- _Text provided_:
'''

It's all about the vaccinations now. Tune into Governor Baker's weekly press briefings and he spends most of his time talking about how many people have been vaccinated and what groups are eligible. He lists what new sites have been opened--sometimes he's doing the press conference at one of them. He rattles off numbers as though we could actually absorb lists of six-digit figures read off in a rapid monotone, or make any sense of them. So far, 3.3 percent of Massachusetts residents have received the two doses of vaccine required for immunity from the virus (maybe). That's a very long way from the some eighty percent needed for so-called "herd immunity."

We're hearing many woeful stories from the trenches about the difficulties people are having even making an appointment. The closest vaccination sites to Winchendon are in Gardner, and after that, Leominster, so transportation, that constant trip-wire for low income residents here, is once again a barrier.

For reasons I don't quite understand, the state decided to offer vaccination appointments to otherwise non-eligible people who accompany seniors to their appointments. Is this an incentive to help seniors get to appointments, or a matter of, "you're here, may as well innoculate you, too?" I have no idea, but I could have predicted that in less than 24 hours, non-eligible people would be posting on Craigslist and other places offering to take seniors to their appointments, even offering to pay them. Suddenly, persons over 75 are in high demand.

I won't be eligible for a while, so I'm just waiting. The vaccinations don't change much, it seems; we're told we should go right on wearing our masks and social distancing afterwards, and all the restrictions are still in place. We have a long way to go before we start "the new normal."

But maybe we're already there.

'''

- _Input data_:
'''

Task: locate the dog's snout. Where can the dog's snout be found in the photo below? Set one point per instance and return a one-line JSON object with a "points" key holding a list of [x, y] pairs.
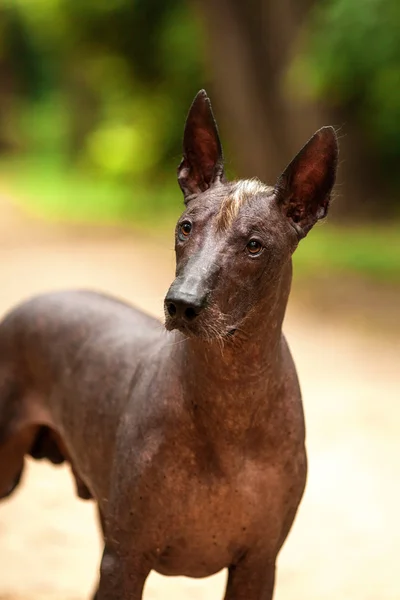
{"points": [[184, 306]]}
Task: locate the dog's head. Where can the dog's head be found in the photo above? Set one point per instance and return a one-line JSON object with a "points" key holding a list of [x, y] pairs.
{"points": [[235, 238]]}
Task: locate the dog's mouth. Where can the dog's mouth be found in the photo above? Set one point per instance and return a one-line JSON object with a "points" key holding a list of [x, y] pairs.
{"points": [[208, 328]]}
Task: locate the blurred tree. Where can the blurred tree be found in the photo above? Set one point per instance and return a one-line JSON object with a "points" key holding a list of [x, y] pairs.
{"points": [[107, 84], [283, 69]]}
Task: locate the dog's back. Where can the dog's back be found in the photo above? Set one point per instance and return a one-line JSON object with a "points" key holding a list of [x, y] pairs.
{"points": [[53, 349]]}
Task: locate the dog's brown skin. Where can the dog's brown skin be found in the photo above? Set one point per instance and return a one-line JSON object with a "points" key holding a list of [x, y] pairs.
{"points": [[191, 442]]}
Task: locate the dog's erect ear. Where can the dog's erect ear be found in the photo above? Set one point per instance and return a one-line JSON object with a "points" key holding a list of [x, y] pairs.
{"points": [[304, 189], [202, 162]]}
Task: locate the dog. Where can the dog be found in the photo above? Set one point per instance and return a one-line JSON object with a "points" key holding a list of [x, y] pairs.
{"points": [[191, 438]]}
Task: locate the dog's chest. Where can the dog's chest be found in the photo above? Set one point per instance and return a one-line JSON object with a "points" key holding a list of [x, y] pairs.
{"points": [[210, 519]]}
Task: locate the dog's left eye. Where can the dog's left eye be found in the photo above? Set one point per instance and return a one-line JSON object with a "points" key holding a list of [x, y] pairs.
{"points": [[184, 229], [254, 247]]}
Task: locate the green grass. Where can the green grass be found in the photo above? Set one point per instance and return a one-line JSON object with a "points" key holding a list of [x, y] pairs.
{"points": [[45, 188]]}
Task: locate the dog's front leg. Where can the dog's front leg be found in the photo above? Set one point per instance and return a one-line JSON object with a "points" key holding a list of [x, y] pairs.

'''

- _What you will do_:
Continue the post about vaccinations in Massachusetts, starting after its last sentence, "But maybe we're already there."

- _Output for this task_:
I'm spending this weekend volunteering as a Zoom host for one of the science-fiction conventions that has gone all-virtual this year. I Zoom hosted for a convention last month and we must have done very well, because other conventions have been contacting us volunteers pleading for help with their event, too. Many of these events are in a tough dilemma: they signed contracts with their venues a year or more in advance, and they can't simply cancel without stiff penalties. They're run by non-profit fan groups, not wealthy corporations. Many of them are planning for both an in-person and a remote version and making the decision at the last moment.

I've been hosting Zoom meetings since long before COVID, but I never thought I'd go pro.

But this is our current normal, and some people say it may be the new normal--that even with vaccinations, we may never go back to large in-person gatherings as the default setting. I suppose there are both positive and negative aspects to that. I can attend conventions remotely that I never could afford to go to before, and a lot more of them, too. There are online social elements--chat rooms, Zoom breakout rooms, text streams, even the virtual Unitarian Universalist General Assembly last summer had its own phone app. I miss hanging out in the hospitality suite or the hotel lobby, going to parties, sitting up late in the hotel room with friends and a bottle of wine and smuggled-in snacks. But I can still see my friends.

I've been helping lead church services online, too. If only Zoom let us speak in unison and sing together--that is its major shortcoming. But if this "new normal" continues, Zoom, or someone, may solve that problem. Then we may have concerts, theatre performances, all kinds of things, all done online. We'll all be like the voice actors and singers who record Disney's animated films from little studio cubicles, vocalizing all alone, but hearing everyone else through our headsets.

Recreation aside, there's lots of talk about remote workers abandoning cities, because now they don't have to live in commuting distance of their jobs anymore. It's a wide open frontier, and with at least another year before the pandemic recedes, our new habits will get more and more settled, and we'll solve the glitches.

Life in Winchendon will still go on, whether we're driving to work or sitting at our computers. We'll still be shopping, taking walks, swimming, gardening, and hopefully, holding Solstice Fair and Fall Fest, concerts, yard sales, cookouts and community suppers. But how these might change, when they do start up again, no one yet knows.

In the meantime, hunker down, stay warm, and dream about warmer weather. It's only 37 days to the Spring Equinox! We don't have to get onto Zoom for that.